SELECTION:

* * * * * * * * *

The federal government imposed a moratorium on the use of temporary foreign workers in the fast-food industry.

Canada's fast-food industry's access to the embattled Temporary Foreign Worker Program has been suspended. Employment Minister Jason Kenney made the announcement after the federal government's program took another hit Thursday, this time from the C.D. Howe Institute.

Companies have been accused of using the program, originally intended to fill skill shortages where Canadians weren't available, to hire lower-paid and/or more pliable workers from abroad.

But the Ottawa-based, nonpartisan economic think tank has just issued a report saying there's evidence the program has had an adverse impact on the unemployment rate in Alberta and British Columbia, two provinces with a high percentage of temporary foreign workers.

Study author Dominique M. Gross of Simon Fraser University's School of Public Policy looked at the the labour markets in the two western provinces.

She noted Ottawa eased hiring conditions under the program several times in an apparent response to reported labour shortages in some occupations, especially in western Canada.

In the decade from 2002 to 2012, the number of people employed under the program rose to 338,000 from 101,000, she said, "yet the unemployment rate remained the same at 7.2 per cent."

"Furthermore, these policy changes occurred even though there was little empirical evidence of shortages in many occupations," Gross wrote in her summary.

"When controlling for differences across provinces, I find that changes to the (program) that eased hiring conditions accelerated the rise in unemployment rates in Alberta and British Columbia."

[ Related: The values and vulnerabilities of Canada’s temporary foreign workers program ]

While reforms being undertaken by the Conservative government are welcome, Gross said, they're "probably not sufficient, largely because adequate information is still lacking about the state of the labour market, and because the uniform application fee employers pay to hire [temporary foreign workers] does not adequately increase their incentive to search for domestic workers to fill job vacancies."

What the report seems to say is a lack of solid data about where particular shortages existed allowed employers to win permission to bring in foreign workers where it's possible Canadians were available to take those jobs.

"A lot of the shortages we saw very, very specific, often rural and remote areas with the difficulty in attracting workers there," C.D. Howe's senior policy analyst, Colin Busby, told CBC News.

"The government doesn't really have the types of information necessary to declare the severity of these labour shortages."

* * * * * * * * *

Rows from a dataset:
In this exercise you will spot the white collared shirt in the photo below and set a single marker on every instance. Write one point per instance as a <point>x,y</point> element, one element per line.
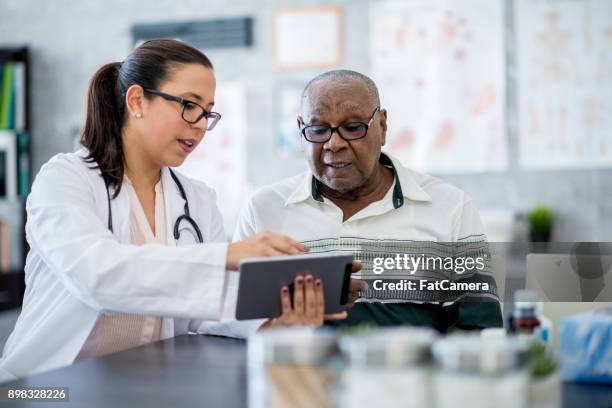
<point>421,208</point>
<point>432,211</point>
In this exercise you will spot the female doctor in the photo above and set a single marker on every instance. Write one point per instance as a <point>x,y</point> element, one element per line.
<point>124,250</point>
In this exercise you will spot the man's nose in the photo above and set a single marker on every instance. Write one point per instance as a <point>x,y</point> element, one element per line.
<point>335,142</point>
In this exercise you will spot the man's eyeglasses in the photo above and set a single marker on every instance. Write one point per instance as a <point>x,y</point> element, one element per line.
<point>192,112</point>
<point>347,131</point>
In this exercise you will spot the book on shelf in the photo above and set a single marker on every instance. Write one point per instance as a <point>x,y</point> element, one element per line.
<point>12,95</point>
<point>5,254</point>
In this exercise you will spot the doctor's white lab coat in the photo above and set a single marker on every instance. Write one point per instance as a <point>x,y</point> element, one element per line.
<point>77,269</point>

* * * * * * * * *

According to the article on the Temporary Foreign Worker Program, how many people were employed under the program in 2012?

338,000